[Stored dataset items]
※

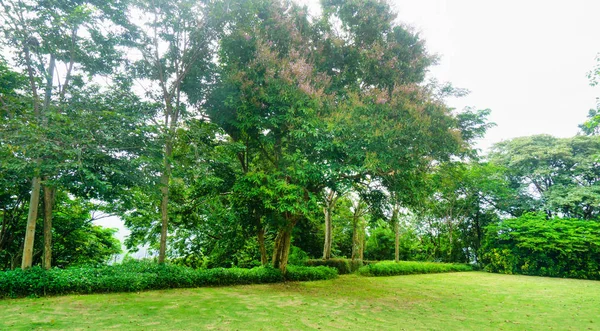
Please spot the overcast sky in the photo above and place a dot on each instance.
(526, 60)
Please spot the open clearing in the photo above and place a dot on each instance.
(453, 301)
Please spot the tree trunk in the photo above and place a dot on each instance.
(164, 203)
(261, 246)
(31, 222)
(355, 238)
(361, 249)
(282, 246)
(328, 233)
(49, 193)
(330, 200)
(396, 224)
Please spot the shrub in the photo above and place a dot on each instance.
(343, 266)
(138, 276)
(534, 245)
(299, 273)
(297, 256)
(391, 268)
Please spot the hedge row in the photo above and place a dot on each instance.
(343, 266)
(536, 246)
(138, 276)
(391, 268)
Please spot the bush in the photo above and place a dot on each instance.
(299, 273)
(534, 245)
(343, 266)
(391, 268)
(138, 276)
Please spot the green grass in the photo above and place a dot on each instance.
(451, 301)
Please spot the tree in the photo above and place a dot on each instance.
(171, 39)
(60, 45)
(556, 175)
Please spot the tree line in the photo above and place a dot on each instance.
(251, 132)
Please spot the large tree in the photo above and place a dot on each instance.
(559, 176)
(321, 103)
(172, 39)
(63, 47)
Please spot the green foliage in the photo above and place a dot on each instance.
(557, 176)
(302, 273)
(343, 266)
(534, 245)
(297, 256)
(136, 276)
(391, 268)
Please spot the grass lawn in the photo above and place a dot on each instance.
(452, 301)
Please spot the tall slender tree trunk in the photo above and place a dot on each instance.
(164, 203)
(355, 242)
(49, 193)
(261, 246)
(361, 249)
(396, 224)
(330, 201)
(34, 203)
(328, 233)
(282, 245)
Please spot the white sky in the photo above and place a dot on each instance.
(526, 60)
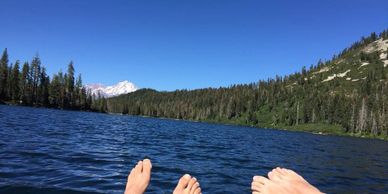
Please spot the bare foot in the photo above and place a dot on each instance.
(187, 185)
(282, 180)
(139, 178)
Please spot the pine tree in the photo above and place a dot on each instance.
(15, 88)
(3, 74)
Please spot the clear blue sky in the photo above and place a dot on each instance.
(176, 44)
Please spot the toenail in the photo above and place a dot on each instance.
(187, 176)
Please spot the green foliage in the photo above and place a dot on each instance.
(352, 103)
(33, 87)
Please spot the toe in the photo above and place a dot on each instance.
(139, 167)
(260, 179)
(195, 187)
(183, 182)
(197, 190)
(255, 186)
(191, 183)
(147, 166)
(271, 175)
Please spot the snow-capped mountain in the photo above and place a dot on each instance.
(122, 87)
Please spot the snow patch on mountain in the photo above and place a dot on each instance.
(380, 45)
(123, 87)
(331, 77)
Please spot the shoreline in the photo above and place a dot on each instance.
(299, 128)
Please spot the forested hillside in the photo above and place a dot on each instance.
(346, 94)
(30, 85)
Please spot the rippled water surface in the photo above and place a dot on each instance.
(53, 151)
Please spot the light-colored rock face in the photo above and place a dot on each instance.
(123, 87)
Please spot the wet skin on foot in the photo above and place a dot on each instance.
(187, 185)
(139, 178)
(281, 180)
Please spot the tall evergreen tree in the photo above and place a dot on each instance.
(3, 74)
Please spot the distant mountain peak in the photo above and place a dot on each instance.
(123, 87)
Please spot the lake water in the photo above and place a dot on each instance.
(54, 151)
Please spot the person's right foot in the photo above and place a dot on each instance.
(187, 185)
(282, 180)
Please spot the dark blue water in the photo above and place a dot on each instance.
(53, 151)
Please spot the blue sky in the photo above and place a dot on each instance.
(175, 44)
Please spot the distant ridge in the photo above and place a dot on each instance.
(344, 95)
(123, 87)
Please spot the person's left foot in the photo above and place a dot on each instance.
(139, 178)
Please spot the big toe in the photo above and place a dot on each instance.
(183, 182)
(147, 166)
(274, 175)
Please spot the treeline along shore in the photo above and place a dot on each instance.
(29, 85)
(345, 95)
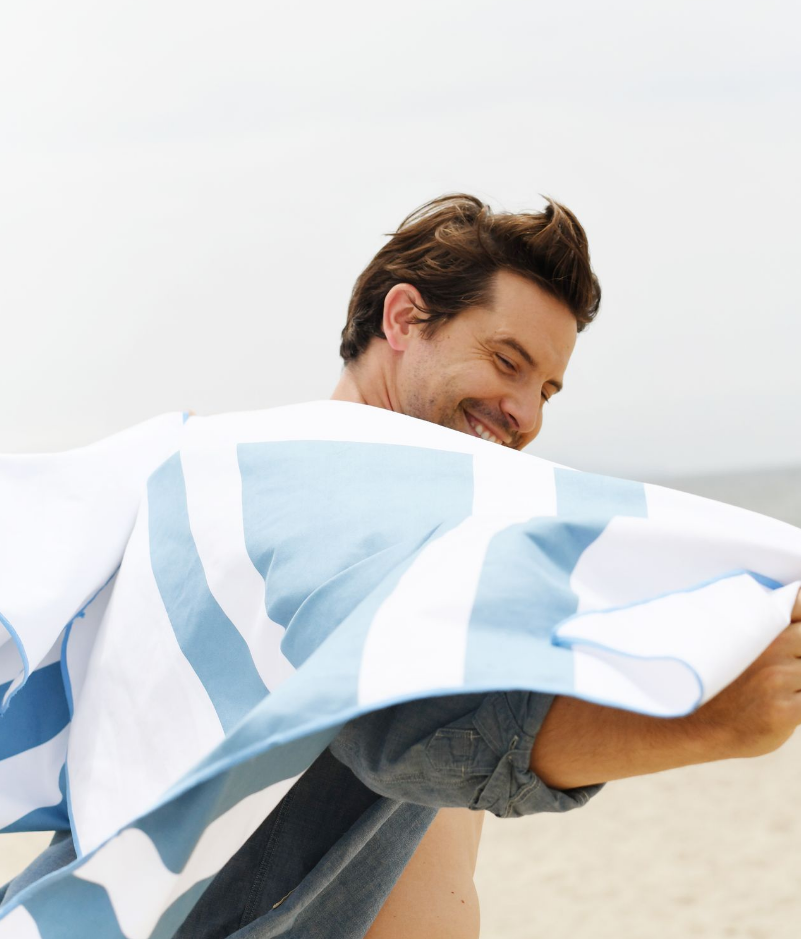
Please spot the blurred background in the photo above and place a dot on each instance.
(189, 190)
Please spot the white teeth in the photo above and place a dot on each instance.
(482, 432)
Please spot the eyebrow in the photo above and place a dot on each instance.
(514, 344)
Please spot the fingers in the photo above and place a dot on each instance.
(795, 616)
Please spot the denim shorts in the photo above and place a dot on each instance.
(323, 862)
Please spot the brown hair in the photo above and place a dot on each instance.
(451, 248)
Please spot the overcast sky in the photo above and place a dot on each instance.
(189, 190)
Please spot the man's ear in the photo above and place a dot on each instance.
(399, 310)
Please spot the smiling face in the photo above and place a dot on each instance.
(487, 371)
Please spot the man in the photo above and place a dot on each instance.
(466, 319)
(469, 319)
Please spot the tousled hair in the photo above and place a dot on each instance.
(451, 248)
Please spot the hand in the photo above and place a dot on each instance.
(759, 711)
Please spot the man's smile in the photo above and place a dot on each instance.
(481, 430)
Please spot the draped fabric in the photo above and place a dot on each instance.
(191, 609)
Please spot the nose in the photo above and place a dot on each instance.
(523, 413)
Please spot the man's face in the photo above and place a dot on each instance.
(491, 369)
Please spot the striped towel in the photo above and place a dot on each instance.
(191, 609)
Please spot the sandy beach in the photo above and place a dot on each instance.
(709, 851)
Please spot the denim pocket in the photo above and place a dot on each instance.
(459, 753)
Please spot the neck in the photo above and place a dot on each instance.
(365, 383)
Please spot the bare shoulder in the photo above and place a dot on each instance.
(435, 896)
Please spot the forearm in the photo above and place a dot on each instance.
(581, 744)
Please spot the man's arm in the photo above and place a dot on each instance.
(581, 743)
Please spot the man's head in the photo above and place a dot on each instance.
(468, 318)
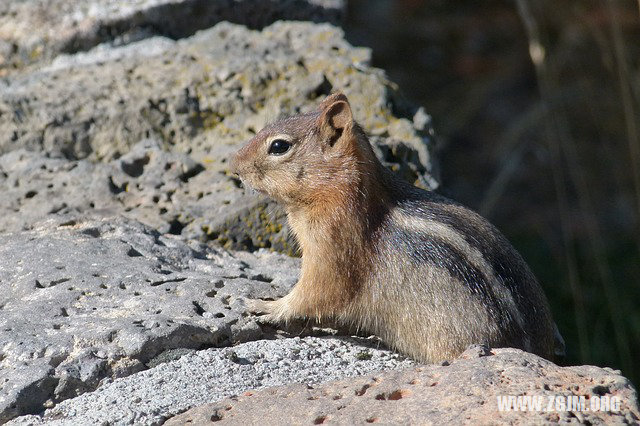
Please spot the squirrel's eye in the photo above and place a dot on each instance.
(279, 147)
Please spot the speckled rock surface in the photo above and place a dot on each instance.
(33, 31)
(86, 300)
(464, 392)
(199, 377)
(203, 97)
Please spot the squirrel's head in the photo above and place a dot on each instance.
(306, 158)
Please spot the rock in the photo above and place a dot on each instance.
(197, 100)
(465, 391)
(83, 301)
(152, 396)
(37, 30)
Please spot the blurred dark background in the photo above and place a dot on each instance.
(537, 107)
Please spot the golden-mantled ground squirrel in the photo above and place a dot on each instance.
(427, 275)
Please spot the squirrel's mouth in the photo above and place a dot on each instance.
(250, 189)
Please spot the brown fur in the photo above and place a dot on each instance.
(427, 275)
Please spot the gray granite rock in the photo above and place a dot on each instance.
(88, 300)
(37, 30)
(468, 390)
(152, 396)
(198, 99)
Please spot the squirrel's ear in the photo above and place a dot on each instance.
(335, 115)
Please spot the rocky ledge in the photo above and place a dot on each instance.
(127, 250)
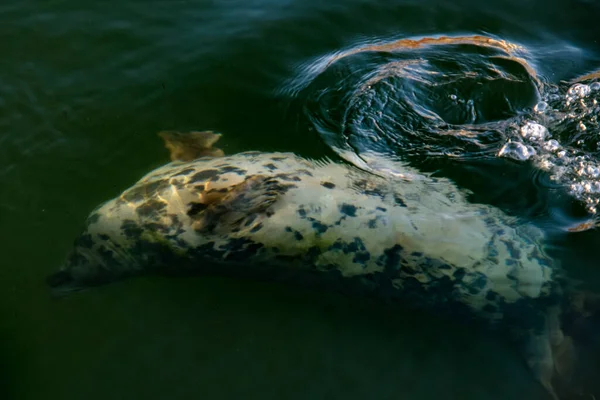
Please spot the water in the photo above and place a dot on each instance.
(85, 88)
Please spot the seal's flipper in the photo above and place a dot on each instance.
(192, 145)
(240, 203)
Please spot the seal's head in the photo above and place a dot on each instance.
(137, 231)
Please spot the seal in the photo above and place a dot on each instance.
(316, 222)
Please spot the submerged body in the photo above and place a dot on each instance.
(278, 216)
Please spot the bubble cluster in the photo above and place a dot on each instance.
(517, 151)
(562, 136)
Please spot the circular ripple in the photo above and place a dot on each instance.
(430, 97)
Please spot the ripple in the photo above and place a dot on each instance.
(458, 99)
(429, 97)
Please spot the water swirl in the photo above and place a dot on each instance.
(467, 99)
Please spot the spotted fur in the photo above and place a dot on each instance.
(277, 215)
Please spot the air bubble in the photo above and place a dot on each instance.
(541, 107)
(551, 145)
(592, 171)
(533, 131)
(553, 97)
(516, 151)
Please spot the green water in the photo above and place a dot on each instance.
(83, 91)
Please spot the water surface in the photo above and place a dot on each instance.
(85, 87)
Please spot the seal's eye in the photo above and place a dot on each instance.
(195, 208)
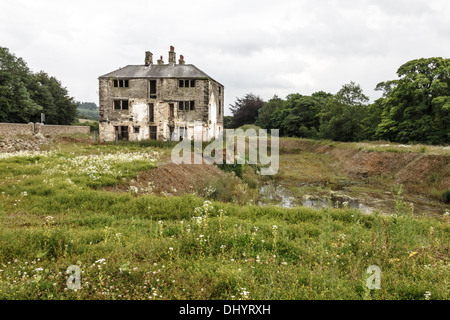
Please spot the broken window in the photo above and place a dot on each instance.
(121, 83)
(152, 89)
(185, 83)
(186, 105)
(153, 131)
(151, 112)
(120, 104)
(121, 132)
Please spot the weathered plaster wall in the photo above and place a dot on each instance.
(14, 129)
(205, 94)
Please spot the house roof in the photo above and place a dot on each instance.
(158, 71)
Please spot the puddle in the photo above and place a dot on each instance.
(276, 195)
(280, 196)
(335, 201)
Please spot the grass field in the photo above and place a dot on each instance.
(55, 213)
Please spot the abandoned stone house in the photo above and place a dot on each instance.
(160, 101)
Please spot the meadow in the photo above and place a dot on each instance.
(56, 213)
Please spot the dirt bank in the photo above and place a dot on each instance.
(170, 178)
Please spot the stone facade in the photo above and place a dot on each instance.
(158, 101)
(17, 129)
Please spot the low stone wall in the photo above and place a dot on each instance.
(15, 129)
(52, 130)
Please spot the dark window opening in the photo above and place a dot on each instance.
(153, 131)
(151, 112)
(186, 83)
(121, 83)
(186, 105)
(121, 132)
(120, 104)
(152, 88)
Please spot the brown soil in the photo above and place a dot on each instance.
(170, 178)
(403, 167)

※

What to produce: Reproduce each line, exactly as it appears, from the one that contains "Please spot the house" through the last line of the records. Add no other lines.

Written answer:
Please spot the house roof in the photo above and place a dot on each instance.
(158, 71)
Please spot the puddle in the photo above and place a dot on each instance.
(276, 195)
(280, 196)
(335, 201)
Please spot the grass field in the photo above and place a dot on each instance.
(55, 213)
Please spot the abandoned stone house in the photo above and place a dot on each instance.
(160, 101)
Please spot the meadow in the photo above and place a dot on each instance.
(56, 213)
Please spot the dirt bank in the photo above and place a dot on each instance.
(170, 178)
Please spot the stone facade in the photo above and place a dot on each instance.
(158, 101)
(17, 129)
Please spot the low stone wall in the photo above and place a dot on each instance.
(15, 129)
(52, 130)
Please spot the dark window opening in the photo above and place a dot on each instance.
(153, 131)
(151, 112)
(186, 83)
(121, 83)
(186, 105)
(121, 132)
(120, 104)
(152, 88)
Please spot the brown soil in the photo above and place a dot on each instance.
(170, 178)
(403, 167)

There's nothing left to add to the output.